[Entries for labeling object positions]
◇ ◇ ◇

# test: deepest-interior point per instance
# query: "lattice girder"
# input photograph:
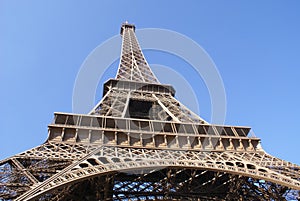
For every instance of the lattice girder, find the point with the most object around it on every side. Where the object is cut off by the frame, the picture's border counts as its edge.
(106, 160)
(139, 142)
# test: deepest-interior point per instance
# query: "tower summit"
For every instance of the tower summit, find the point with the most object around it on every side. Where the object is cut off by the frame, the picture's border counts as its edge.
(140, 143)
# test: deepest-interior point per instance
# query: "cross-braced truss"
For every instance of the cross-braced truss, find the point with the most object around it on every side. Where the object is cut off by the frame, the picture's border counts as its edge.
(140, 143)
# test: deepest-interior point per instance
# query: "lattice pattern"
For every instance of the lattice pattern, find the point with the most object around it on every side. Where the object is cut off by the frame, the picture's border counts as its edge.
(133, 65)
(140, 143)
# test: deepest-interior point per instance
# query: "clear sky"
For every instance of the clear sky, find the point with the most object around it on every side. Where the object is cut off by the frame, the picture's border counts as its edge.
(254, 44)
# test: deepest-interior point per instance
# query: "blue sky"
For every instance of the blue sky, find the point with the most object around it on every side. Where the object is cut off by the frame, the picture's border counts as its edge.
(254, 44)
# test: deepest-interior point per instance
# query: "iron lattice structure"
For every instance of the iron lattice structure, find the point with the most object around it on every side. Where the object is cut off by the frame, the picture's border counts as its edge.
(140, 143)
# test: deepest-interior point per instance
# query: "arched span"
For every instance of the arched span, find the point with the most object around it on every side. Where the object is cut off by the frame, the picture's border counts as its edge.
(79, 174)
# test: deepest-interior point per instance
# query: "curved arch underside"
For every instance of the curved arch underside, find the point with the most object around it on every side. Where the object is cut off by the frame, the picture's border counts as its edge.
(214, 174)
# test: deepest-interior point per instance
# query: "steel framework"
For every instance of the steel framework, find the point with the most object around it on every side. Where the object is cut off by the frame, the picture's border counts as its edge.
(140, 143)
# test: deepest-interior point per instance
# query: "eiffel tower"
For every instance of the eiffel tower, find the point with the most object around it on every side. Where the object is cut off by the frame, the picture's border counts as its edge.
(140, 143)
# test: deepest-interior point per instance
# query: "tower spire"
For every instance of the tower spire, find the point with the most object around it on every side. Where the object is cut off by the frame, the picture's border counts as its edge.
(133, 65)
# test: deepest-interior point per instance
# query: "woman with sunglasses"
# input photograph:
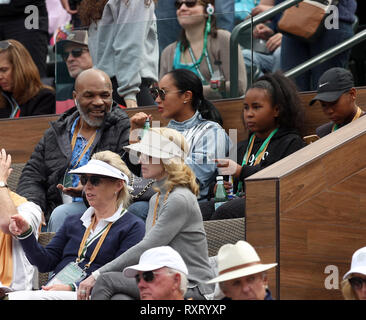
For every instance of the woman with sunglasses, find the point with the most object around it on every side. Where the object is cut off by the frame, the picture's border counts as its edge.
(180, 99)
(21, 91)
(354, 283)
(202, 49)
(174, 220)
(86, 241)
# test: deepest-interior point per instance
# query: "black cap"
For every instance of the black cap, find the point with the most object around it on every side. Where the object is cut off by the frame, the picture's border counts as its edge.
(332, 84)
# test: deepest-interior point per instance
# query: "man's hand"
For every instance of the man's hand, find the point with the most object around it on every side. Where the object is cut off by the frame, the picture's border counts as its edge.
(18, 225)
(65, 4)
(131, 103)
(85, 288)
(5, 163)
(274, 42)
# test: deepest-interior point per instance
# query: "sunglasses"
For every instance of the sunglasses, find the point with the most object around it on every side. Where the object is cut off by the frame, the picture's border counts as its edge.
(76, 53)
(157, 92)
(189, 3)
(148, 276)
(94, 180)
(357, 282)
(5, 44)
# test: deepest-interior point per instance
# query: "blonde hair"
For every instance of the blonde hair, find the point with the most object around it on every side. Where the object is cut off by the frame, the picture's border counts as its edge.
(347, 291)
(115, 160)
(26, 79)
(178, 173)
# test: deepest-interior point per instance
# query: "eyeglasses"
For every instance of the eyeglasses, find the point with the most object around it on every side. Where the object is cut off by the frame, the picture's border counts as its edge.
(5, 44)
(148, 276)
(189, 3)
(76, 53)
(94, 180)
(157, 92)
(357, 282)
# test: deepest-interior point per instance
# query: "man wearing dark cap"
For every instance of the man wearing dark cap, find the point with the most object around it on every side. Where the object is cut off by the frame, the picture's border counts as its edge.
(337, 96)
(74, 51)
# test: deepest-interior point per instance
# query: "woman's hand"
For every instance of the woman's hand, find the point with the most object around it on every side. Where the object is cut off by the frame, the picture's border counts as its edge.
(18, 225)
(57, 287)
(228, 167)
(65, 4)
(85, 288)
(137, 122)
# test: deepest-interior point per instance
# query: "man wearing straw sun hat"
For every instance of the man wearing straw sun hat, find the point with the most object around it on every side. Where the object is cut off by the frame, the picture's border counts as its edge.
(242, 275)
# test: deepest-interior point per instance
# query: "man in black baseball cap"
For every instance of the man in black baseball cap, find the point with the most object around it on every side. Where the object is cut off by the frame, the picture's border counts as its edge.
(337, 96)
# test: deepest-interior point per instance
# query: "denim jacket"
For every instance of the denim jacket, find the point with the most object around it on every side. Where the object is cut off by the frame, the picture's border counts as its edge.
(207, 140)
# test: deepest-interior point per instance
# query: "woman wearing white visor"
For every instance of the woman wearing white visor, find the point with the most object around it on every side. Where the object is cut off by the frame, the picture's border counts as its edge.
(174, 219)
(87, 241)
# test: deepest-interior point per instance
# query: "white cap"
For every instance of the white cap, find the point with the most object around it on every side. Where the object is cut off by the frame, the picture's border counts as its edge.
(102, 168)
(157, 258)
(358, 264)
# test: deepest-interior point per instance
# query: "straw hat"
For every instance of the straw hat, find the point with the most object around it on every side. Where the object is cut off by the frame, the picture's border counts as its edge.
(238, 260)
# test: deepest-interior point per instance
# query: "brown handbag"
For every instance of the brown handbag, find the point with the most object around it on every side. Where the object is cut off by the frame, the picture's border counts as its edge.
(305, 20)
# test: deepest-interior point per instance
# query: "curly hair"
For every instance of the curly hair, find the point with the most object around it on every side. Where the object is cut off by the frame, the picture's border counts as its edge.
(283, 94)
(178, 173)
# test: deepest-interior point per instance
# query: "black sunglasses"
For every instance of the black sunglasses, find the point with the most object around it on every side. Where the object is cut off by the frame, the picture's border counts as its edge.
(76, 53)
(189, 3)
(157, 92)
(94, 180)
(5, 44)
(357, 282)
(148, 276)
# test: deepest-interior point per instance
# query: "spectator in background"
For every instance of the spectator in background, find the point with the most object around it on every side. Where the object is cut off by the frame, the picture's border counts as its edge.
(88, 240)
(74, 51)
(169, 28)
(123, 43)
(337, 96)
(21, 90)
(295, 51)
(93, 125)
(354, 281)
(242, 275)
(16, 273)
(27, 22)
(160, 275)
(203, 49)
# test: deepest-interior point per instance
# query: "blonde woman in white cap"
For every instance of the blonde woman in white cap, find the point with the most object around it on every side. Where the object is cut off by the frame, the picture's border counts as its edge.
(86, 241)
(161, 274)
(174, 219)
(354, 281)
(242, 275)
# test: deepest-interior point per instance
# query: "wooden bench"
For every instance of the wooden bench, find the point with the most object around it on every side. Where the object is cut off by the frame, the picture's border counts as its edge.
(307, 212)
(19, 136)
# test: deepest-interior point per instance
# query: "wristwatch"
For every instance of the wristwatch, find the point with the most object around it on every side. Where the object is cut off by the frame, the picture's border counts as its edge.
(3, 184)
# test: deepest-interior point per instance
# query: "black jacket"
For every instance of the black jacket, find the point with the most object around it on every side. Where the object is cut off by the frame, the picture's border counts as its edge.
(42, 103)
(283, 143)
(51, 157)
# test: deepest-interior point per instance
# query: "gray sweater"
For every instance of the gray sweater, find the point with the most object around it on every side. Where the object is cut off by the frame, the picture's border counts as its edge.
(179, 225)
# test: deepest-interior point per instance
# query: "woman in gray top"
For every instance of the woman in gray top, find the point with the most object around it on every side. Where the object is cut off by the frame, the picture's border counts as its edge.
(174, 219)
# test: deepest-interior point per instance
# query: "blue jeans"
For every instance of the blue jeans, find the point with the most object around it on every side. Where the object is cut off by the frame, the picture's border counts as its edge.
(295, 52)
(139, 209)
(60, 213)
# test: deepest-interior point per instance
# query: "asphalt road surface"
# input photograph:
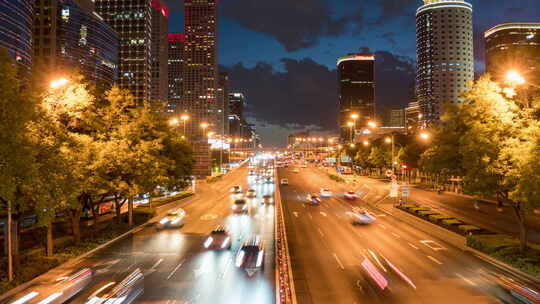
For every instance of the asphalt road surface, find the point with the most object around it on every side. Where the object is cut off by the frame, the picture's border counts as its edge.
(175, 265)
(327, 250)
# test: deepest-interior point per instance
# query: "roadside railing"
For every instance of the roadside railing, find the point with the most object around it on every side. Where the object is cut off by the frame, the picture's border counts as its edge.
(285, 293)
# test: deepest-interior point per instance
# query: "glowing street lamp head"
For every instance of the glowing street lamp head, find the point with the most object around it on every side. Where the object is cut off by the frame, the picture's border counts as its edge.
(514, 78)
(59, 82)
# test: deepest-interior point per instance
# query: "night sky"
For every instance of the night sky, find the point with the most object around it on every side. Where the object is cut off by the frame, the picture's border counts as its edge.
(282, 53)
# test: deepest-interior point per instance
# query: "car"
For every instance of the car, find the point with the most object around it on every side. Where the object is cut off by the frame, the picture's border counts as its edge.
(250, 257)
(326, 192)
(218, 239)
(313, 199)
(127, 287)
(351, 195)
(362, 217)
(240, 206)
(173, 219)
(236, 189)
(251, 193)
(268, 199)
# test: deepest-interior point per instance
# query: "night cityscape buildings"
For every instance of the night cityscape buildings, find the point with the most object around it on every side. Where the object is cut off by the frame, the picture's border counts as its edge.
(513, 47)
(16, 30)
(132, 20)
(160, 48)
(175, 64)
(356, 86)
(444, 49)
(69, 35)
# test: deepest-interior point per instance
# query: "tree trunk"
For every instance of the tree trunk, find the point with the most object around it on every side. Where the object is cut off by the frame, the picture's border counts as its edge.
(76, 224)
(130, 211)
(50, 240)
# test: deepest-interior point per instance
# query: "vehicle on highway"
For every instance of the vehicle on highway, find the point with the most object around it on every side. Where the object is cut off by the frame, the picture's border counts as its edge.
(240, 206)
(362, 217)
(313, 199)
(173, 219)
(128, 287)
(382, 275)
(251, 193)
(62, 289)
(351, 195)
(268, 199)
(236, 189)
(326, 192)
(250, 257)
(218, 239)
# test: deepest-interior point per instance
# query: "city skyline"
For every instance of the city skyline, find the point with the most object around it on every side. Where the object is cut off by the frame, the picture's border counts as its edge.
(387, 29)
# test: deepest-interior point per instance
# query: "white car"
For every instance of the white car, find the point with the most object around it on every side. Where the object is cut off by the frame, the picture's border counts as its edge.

◇ ◇ ◇

GIVEN PROBLEM. Report each line of the records that contains the string "cityscape". Matches must agree in case.

FULL RESPONSE.
# query: "night cityscape buildings"
For every instance of the night cityscape buildings, find the point with the most object around it on every side. Where the object is cut off by the frame, the picture's border counts as its edge.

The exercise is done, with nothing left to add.